Selected extract >>
━━━━━━━━━━━━━━━━

Although students are not all apathetic, it is a large enough problem to warrant an examination.

In search of a deeper truth behind this problem, I headed out into the depths of Mac Hall to ask students for their thoughts on the upcoming national election.

A healthy number of the students knew about the election and already had a political platform of choice. I commend those individuals, they are worthy of the country that they live in.

Then there was disturbing evidence of another paradigm. Some told me they had not heard of the election, and others had heard of it, but they just didn't care. I prodded further, inquiring why they would not care.

To my chagrin, their apathy was cliched.

"My vote won't make a difference."

"No matter which candidate wins, they won't care about us."

"I haven't done enough research to pick anybody."

These responses infuriate me, particularly the last of the three. Further, they said they wouldn't even do research.

So, we have a number among us unwilling to make an effort and unwilling to vote without doing so. This is blatantly disrespectful to those who made it so that we can vote. Decision-making is not supposed to be easy.

━━━━━━━━━━━━━━━━

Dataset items

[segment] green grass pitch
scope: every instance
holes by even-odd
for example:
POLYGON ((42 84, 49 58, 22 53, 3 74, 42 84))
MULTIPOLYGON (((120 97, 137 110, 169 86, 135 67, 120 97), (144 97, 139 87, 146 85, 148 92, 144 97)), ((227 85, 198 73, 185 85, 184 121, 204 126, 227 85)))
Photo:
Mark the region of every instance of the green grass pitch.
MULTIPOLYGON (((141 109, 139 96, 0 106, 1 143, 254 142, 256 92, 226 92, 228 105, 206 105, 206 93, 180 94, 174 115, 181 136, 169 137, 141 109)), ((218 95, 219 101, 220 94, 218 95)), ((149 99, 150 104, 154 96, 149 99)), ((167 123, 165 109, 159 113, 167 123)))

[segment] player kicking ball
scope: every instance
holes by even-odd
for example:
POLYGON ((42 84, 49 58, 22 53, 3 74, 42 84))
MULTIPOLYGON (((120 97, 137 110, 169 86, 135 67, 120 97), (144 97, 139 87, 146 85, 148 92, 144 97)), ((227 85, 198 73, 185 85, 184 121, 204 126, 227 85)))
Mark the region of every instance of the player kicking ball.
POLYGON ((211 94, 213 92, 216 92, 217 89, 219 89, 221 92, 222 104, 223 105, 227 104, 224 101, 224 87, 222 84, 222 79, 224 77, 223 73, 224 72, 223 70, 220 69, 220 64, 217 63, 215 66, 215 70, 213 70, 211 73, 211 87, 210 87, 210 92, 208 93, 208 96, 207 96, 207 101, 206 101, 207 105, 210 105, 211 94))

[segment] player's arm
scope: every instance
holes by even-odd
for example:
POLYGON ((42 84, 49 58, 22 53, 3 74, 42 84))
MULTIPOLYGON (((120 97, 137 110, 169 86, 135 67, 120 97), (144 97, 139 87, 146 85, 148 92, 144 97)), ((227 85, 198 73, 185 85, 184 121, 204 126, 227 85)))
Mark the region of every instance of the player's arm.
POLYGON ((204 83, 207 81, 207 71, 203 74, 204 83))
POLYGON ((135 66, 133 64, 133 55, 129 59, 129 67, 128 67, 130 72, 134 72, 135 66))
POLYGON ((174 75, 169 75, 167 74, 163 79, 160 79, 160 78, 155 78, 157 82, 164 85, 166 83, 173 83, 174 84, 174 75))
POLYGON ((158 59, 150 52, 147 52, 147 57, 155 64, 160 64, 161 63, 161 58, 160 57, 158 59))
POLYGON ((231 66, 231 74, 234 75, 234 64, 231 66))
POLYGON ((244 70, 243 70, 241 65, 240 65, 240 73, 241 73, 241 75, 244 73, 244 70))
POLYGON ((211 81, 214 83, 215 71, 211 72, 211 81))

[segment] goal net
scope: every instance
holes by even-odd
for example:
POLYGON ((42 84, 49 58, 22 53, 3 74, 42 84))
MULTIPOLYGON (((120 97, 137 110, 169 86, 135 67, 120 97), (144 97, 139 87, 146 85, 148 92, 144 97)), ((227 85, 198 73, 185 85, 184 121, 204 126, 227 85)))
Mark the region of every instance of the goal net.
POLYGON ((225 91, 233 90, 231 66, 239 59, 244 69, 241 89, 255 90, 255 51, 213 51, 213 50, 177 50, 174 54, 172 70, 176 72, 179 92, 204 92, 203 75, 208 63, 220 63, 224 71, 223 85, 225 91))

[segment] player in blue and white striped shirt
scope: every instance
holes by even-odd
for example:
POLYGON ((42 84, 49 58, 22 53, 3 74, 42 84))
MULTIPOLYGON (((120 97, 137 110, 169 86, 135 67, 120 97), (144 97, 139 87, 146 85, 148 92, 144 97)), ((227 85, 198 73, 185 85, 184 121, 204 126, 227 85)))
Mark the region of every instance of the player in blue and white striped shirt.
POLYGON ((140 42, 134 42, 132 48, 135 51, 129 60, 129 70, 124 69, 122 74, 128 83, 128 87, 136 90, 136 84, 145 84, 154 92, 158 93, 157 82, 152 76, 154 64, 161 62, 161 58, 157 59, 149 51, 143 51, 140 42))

━━━━━━━━━━━━━━━━

Written instruction A >> In the piece on student apathy, what reason does the writer give for commending the students who already knew about the election and had a political platform of choice?
Written instruction B >> Write a continuation of the piece on student apathy, starting after its final sentence.

Written reply A >> The writer commends them because they are worthy of the country that they live in.

Written reply B >>
My search for the deeper meaning behind student apathy failed: there is no meaning. We are simply lazy, and so the case must be made against laziness.

In this age of the rule of the status quo, it is more than ever before vitally important for us to remember that even standards come from somebody. This doesn't seem to bother many students, though. The status quo gives us wonderful things, like food, money and rich, happy lives. Policies and standards give us a high quality of living, why should we aspire to anything else?

Remember that a democracy where only one person votes is a dictatorship.

Remember that if the status quo is not to vote then the government who has the influence over the standards is trying to convince you that they should be your tyrants.

Remember that the franchise was not extended to women, asians or aboriginal people until long after the institution of democracy in Canada, and only after generations of struggle.

Most of all, remember polls show this election to be a closer race than has been seen in over a decade. It is Canada's first chance in three governments to not only express that we want our voices to be heard, that our issues do matter, but to affect profound change.

Do Canada a favor. Vote.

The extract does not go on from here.